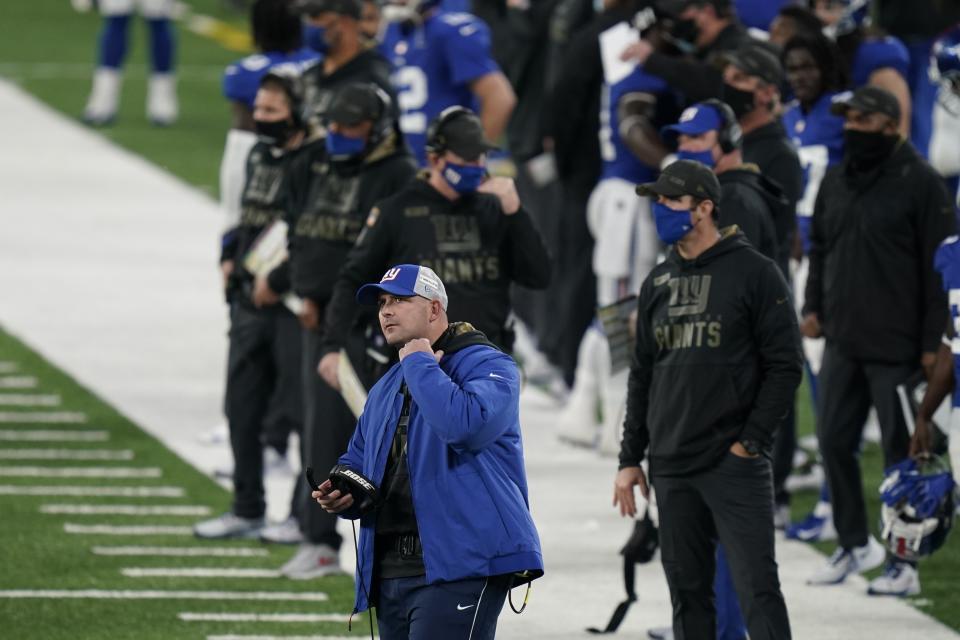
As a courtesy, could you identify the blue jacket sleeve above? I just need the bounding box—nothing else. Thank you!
[400,353,520,451]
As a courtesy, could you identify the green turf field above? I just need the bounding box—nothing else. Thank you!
[0,331,369,640]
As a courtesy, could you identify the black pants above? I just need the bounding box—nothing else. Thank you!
[226,303,303,518]
[817,342,918,549]
[299,330,357,549]
[653,452,790,640]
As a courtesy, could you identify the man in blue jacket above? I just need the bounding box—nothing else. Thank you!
[313,264,543,640]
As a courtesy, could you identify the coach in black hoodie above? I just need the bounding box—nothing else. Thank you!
[614,160,801,640]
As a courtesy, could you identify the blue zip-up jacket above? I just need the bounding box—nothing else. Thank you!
[340,325,543,612]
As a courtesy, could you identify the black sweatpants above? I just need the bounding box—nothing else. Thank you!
[653,452,791,640]
[817,342,919,549]
[300,330,357,549]
[226,303,303,518]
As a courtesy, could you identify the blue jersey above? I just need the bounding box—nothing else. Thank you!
[381,11,499,166]
[600,67,667,183]
[933,236,960,407]
[223,47,320,110]
[850,36,910,88]
[783,93,843,254]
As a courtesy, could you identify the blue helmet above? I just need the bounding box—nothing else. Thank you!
[880,456,956,560]
[930,25,960,114]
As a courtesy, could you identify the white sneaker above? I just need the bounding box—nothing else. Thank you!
[260,516,303,544]
[193,511,266,540]
[83,67,123,126]
[280,543,343,580]
[867,562,920,596]
[147,73,180,127]
[807,536,887,585]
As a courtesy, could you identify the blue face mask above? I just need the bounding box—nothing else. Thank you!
[303,24,330,54]
[653,202,693,244]
[677,149,717,169]
[326,131,367,158]
[443,161,487,194]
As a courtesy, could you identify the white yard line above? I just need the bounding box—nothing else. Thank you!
[0,376,37,389]
[177,613,350,622]
[120,567,283,579]
[0,484,184,498]
[0,393,60,407]
[0,589,328,602]
[0,466,163,478]
[0,429,110,442]
[40,504,210,516]
[63,522,193,536]
[0,411,87,424]
[90,546,270,558]
[0,449,133,461]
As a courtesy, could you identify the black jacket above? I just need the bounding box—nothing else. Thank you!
[324,178,550,352]
[717,164,786,262]
[743,122,803,273]
[620,228,802,475]
[643,22,750,102]
[804,142,956,364]
[270,134,416,308]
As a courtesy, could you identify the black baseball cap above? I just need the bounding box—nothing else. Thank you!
[637,160,720,204]
[830,85,900,122]
[723,40,783,87]
[324,82,389,127]
[433,107,497,162]
[293,0,363,20]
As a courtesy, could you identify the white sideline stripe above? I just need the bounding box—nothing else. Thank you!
[177,612,350,622]
[0,411,87,424]
[0,484,183,498]
[0,376,37,389]
[63,522,193,536]
[0,589,326,600]
[0,449,133,460]
[120,567,283,578]
[0,393,60,407]
[90,547,270,558]
[0,429,110,442]
[0,466,163,478]
[40,504,210,516]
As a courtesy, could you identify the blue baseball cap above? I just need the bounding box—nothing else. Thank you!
[357,264,447,311]
[660,102,723,142]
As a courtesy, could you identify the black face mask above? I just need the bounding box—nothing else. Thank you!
[720,83,757,120]
[253,120,296,147]
[843,129,900,171]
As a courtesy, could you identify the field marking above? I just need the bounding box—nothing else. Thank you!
[40,504,210,516]
[0,466,163,478]
[0,449,133,461]
[0,376,37,389]
[0,429,110,442]
[0,393,60,407]
[90,546,270,558]
[0,589,328,602]
[0,411,87,424]
[120,567,283,578]
[0,484,183,498]
[177,612,350,622]
[63,522,193,536]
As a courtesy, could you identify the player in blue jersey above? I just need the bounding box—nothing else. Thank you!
[814,0,912,137]
[774,32,846,541]
[557,47,672,449]
[220,0,318,268]
[910,236,960,478]
[382,0,517,166]
[83,0,179,126]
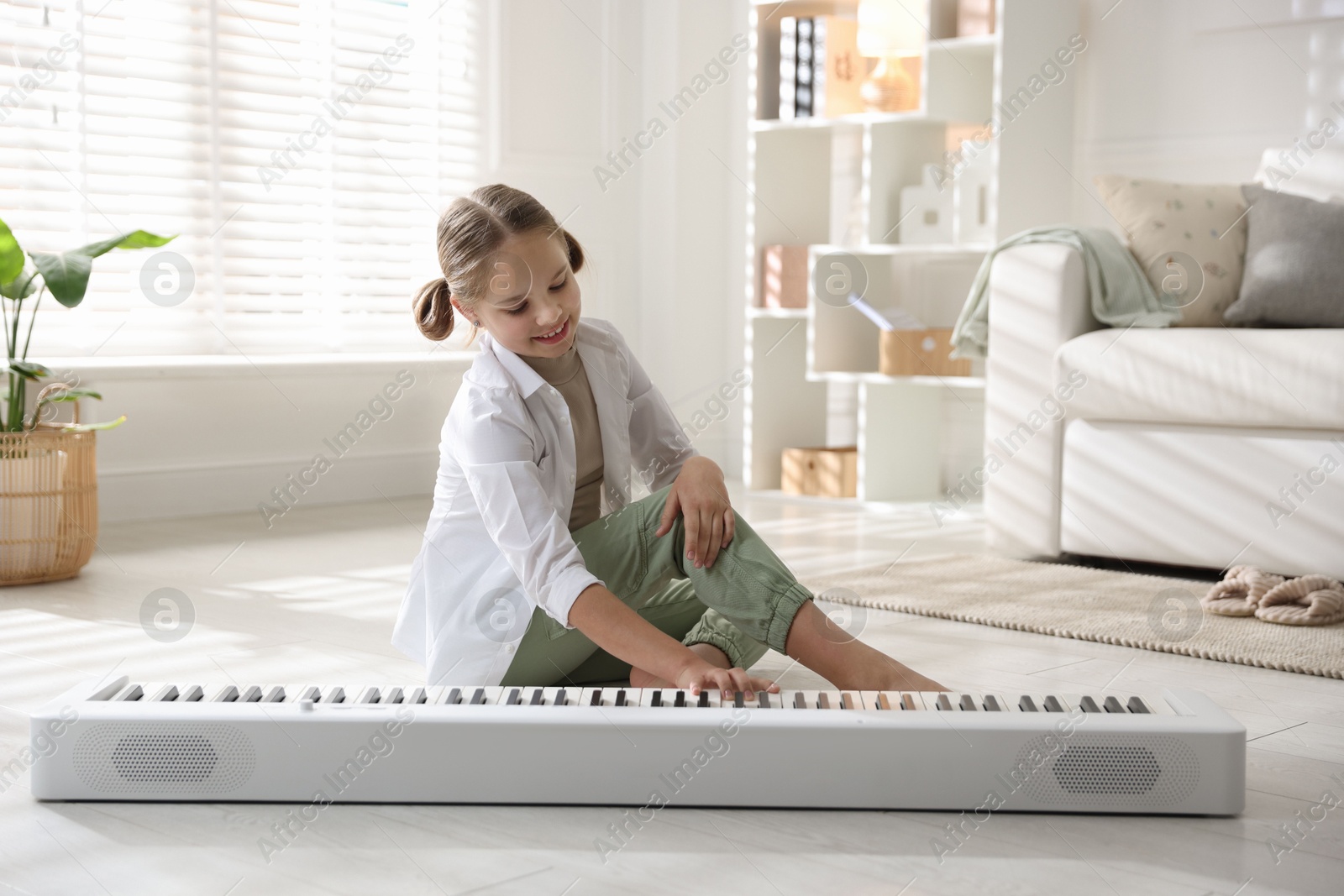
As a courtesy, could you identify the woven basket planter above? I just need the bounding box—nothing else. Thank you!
[0,425,98,585]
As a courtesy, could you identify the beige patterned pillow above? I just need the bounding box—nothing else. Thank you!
[1093,175,1246,327]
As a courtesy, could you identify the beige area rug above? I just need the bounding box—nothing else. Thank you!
[802,555,1344,679]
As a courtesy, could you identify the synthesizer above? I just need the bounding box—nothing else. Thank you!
[31,676,1246,815]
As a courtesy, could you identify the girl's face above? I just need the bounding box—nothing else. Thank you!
[453,230,580,358]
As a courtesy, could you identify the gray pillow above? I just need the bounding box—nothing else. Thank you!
[1223,184,1344,327]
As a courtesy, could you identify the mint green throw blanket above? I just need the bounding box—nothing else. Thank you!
[952,224,1180,358]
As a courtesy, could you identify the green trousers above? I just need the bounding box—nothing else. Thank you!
[500,486,811,686]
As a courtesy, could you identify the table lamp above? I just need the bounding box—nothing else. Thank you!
[858,0,929,112]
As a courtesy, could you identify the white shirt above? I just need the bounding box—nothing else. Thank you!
[392,318,697,685]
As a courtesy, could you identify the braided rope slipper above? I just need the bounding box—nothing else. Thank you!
[1255,575,1344,626]
[1199,565,1284,616]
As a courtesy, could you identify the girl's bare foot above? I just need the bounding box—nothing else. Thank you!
[785,600,946,690]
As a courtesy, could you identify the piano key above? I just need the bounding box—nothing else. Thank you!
[113,684,145,700]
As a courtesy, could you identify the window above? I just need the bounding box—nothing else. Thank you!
[0,0,479,360]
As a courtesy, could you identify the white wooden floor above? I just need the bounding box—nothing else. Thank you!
[0,495,1344,896]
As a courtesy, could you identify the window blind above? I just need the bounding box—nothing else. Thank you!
[0,0,480,360]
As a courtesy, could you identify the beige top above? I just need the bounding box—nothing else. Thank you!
[519,345,603,532]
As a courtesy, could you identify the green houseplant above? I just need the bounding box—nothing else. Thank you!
[0,220,173,584]
[0,214,175,432]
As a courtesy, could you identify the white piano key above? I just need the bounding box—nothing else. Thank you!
[150,685,177,703]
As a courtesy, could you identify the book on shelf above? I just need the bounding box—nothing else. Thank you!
[780,16,867,119]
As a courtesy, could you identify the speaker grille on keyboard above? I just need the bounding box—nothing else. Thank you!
[1017,732,1199,809]
[72,723,257,794]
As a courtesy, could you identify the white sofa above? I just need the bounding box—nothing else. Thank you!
[981,153,1344,578]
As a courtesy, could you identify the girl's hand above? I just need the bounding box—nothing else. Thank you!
[654,457,731,572]
[676,659,780,699]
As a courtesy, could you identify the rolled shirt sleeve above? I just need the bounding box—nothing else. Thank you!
[457,394,603,629]
[612,327,699,491]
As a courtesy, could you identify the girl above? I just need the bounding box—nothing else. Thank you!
[392,184,942,696]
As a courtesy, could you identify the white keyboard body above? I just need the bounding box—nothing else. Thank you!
[31,677,1246,815]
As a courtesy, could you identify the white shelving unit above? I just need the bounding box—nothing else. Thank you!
[743,0,1079,501]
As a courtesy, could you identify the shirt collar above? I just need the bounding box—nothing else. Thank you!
[481,318,593,399]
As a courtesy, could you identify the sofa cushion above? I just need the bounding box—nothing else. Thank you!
[1093,175,1246,327]
[1223,184,1344,327]
[1055,327,1344,430]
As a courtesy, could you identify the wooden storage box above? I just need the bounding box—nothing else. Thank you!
[878,327,970,376]
[757,246,808,307]
[780,446,858,498]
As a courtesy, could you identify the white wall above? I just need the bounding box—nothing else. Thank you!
[1073,0,1344,218]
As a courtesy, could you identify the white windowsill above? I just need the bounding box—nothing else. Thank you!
[34,348,479,380]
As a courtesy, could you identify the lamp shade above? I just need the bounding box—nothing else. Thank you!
[858,0,929,56]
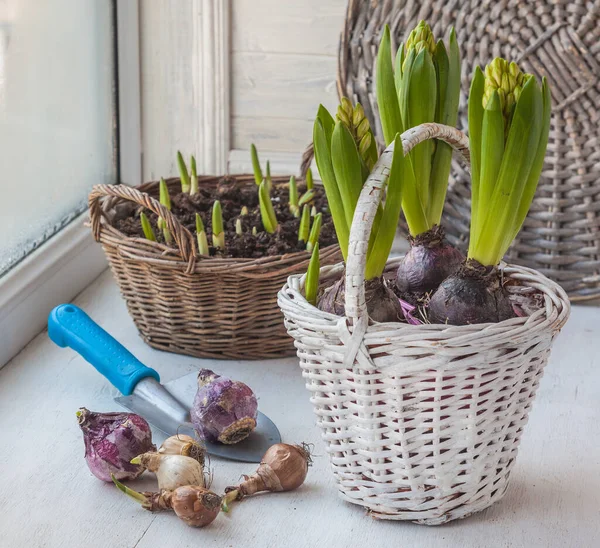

= = = = =

Switch every "As a courtesy" in the listing above to "If possible" and reproduce the whole listing with nothing else changed. Omit the pictures from your reply.

If possible, could you identify the blue jacket sleeve above? I just need the bounding box—nothing else. Thank you!
[400,353,520,451]
If possible, could you identify the green turf field above? I just need the bounding box—nothing else. Thank you!
[0,331,369,640]
If possible, could you identify the black pants above? I just need the bounding box—nothing else. Thank you!
[226,303,303,518]
[817,342,918,549]
[299,330,357,549]
[653,452,790,640]
If possible, could you identify the man in blue jacket above? I just need the bounding box—nothing else. Thank you!
[313,264,543,640]
If possible, could you identify the coach in black hoodie above? I just need the bounding box—nothing else. Thank you!
[614,160,801,640]
If possible, could you identify the blue zip-up jacket above? I just need the bounding box—nothing else. Thank you!
[340,325,543,612]
If possible, could you identify the black sweatpants above? I just need the bounding box—nothing else. Thank you!
[653,452,791,640]
[817,342,919,549]
[300,330,357,549]
[226,303,303,518]
If possible, could you identify the blue jersey above? I just need the bounding box—nothing else. Thank you!
[381,11,499,166]
[600,67,667,183]
[933,236,960,407]
[223,47,320,110]
[850,36,910,88]
[783,93,843,254]
If possible, could you identify the blue helmet above? I just need the bounding box—nothing else. Thank you!
[880,456,956,560]
[930,25,960,114]
If possible, could you identify the white sneaker above? I just need the bounding box—nothing else. Thank you!
[260,516,303,544]
[193,511,266,540]
[83,67,123,126]
[280,543,343,580]
[867,562,920,596]
[147,73,180,127]
[807,536,887,585]
If possible, could you identify the blue face mask above? I just need the bounding box—nothing else. Thank you!
[303,24,330,54]
[653,202,693,244]
[677,149,717,169]
[326,131,367,158]
[443,161,487,194]
If possible, could you identify the white yard line above? I just need the bounding box—nothing else. Thank you!
[0,376,37,389]
[177,613,350,622]
[120,567,283,579]
[0,484,184,498]
[0,393,60,407]
[0,589,328,602]
[0,466,163,478]
[0,429,110,442]
[40,504,210,516]
[63,522,193,536]
[0,411,87,424]
[90,546,270,558]
[0,449,133,461]
If possible, could you identify the black jacket above? I just need the bounding box—nothing else. Thank you!
[324,178,550,352]
[717,164,786,262]
[743,122,803,273]
[620,228,802,475]
[643,22,750,102]
[804,142,956,364]
[270,134,416,308]
If possible, could you identify the black baseball cap above? I just need the bounding box—nothing else. Thank you!
[637,160,720,204]
[830,85,900,122]
[723,40,783,87]
[324,82,389,127]
[433,107,497,162]
[293,0,363,20]
If possible, could you identify the white sideline stripe above? I just need the bounding box—nothing else. Thank you!
[177,612,350,622]
[0,411,87,424]
[0,484,183,498]
[0,376,37,389]
[63,522,193,536]
[0,589,326,600]
[0,449,133,460]
[120,567,283,578]
[0,393,60,407]
[90,547,270,558]
[0,429,110,442]
[0,466,163,478]
[40,504,210,516]
If possible, could you identify the blue baseball cap above? I just need the bounding box—nothing else. Thank you!
[357,264,447,311]
[660,102,723,142]
If possible, could you identify the black face mask above? I just need the bounding box—nothing else. Thank you!
[720,83,757,120]
[253,120,296,147]
[843,129,900,171]
If possible, could you identify the field marking above? I just need the bounding box—nothing else. Thank you!
[40,504,210,516]
[0,466,163,478]
[0,449,133,461]
[0,376,37,389]
[0,429,110,442]
[0,393,60,407]
[90,546,270,558]
[0,589,328,602]
[0,411,87,424]
[120,567,283,578]
[0,484,183,498]
[177,612,350,622]
[63,522,193,536]
If possible, could you identify the player in blue jersey above? I just need the bounding box—nothing else. Thank you!
[814,0,912,137]
[774,32,846,541]
[557,47,672,449]
[220,0,318,268]
[910,236,960,478]
[382,0,517,166]
[83,0,179,126]
If possible, could you identify the woven basket planter above? I just need the bounding box—nothing else. Thank you!
[0,425,98,585]
If possible, could you identify the beige patterned pillow above? I just need the bounding box—nothing else. Thank you!
[1093,175,1246,327]
If possible, could you identify the beige area rug above? I just need the bounding box—nothing else. Thank you!
[802,555,1344,679]
If possible, could you identify the synthesizer above? I just need the bounding box—nothing else. Thank you!
[31,676,1246,815]
If possible, could you identify the girl's face above? I just need the bounding box—nothing else. Thank you!
[453,230,580,358]
If possible, could you identify the gray pillow above? I just need the bounding box—nothing else. Thank you!
[1223,184,1344,327]
If possible, could you identify the mint green throw blanket above? I just need the bounding box—nothing else. Thank you!
[952,224,1180,358]
If possible, could you identify the green trousers above? I just need the bounding box—nothing else. Thank you!
[500,486,811,686]
If possible, could you identify the table lamp above? I just need the bounding box—nothing else. Thank you!
[858,0,929,112]
If possible, could you identify the white shirt above? I just need the bounding box—nothing else. Thank you!
[392,318,697,685]
If possible, could you identify the braided rope slipper above? I just need the bounding box—nothing else. Thank you!
[1255,575,1344,626]
[1199,565,1284,616]
If possible, could you identify the girl's bare foot above? I just need the bounding box—nothing else. Thank you!
[785,600,946,690]
If possible, could you identify the piano key above? I just need the bounding box—nothing else. Thank you!
[113,684,145,700]
If possible, could you identify the window above? I just need the bounding box—nothing else. Thank you!
[0,0,479,360]
If possible, could you identify the white wooden floor above? I just need the bounding box—nothing else. Thank you!
[0,495,1344,896]
If possible, could you identify the window blind above? I just need the bounding box—nothing else. Thank you!
[0,0,480,360]
If possible, could you identify the beige top above? I just need the bounding box—nothing else. Thank you!
[519,345,603,532]
If possible, could you identify the green houseplant above? I just need the bounding box—nothing else. Thank you!
[0,220,173,584]
[0,214,175,432]
If possible, could you identify the white piano key above? I just need the bounding box—nothing else. Thank you!
[150,685,177,703]
If possible, could you identify the book on shelf above? I just need the bounding box—nothing else. Thank you!
[780,16,867,119]
If possible, could you identify the speaker grille on keyboard above? I just need the bounding box—nothing else. Thank you!
[1017,732,1199,809]
[72,723,257,794]
If possible, could you identify the white sofa above? I just need the bounding box—nothing else. Thank you!
[981,153,1344,578]
If possible, could you identify the girl's hand above? I just need the bounding box—nothing else. Thank you!
[654,457,731,572]
[676,659,780,699]
If possible, could you identify the rolled shirt sleeve above? I just need the bounding box—nothing else. Thank you!
[457,394,603,629]
[612,327,699,491]
If possible, could you identify the girl above? I just need the bounding box—nothing else. Thank you!
[392,184,942,696]
If possible, could you identify the white keyboard body above? I just need the bounding box—nothing else. Thank you!
[31,677,1246,815]
If possible, could you identify the white shelving unit above? I just need the bounding box—nothing else. Thank you!
[743,0,1079,501]
If possible, could you identify the shirt collar above? I just need the bounding box—nothing else. Thank you!
[481,318,593,399]
If possible, could you identify the sofa cushion above? I just need the bounding box—nothing else. Thank you!
[1093,175,1246,327]
[1223,184,1344,327]
[1055,327,1344,430]
If possible, could you identify the wooden storage box above? I just need the bounding box—nothing else. Thank you!
[878,327,970,376]
[757,246,808,307]
[780,446,858,498]
If possible, could you identify the white wall above? I just need the bounding box—nothing else. Thank you!
[1073,0,1344,218]
If possible, could you identify the white windowsill above? I just need the bounding box—nothing else. Thank you!
[34,348,479,380]
If possible, could you identify the lamp shade above? I just need the bounding box—nothing else. Thank you!
[858,0,929,56]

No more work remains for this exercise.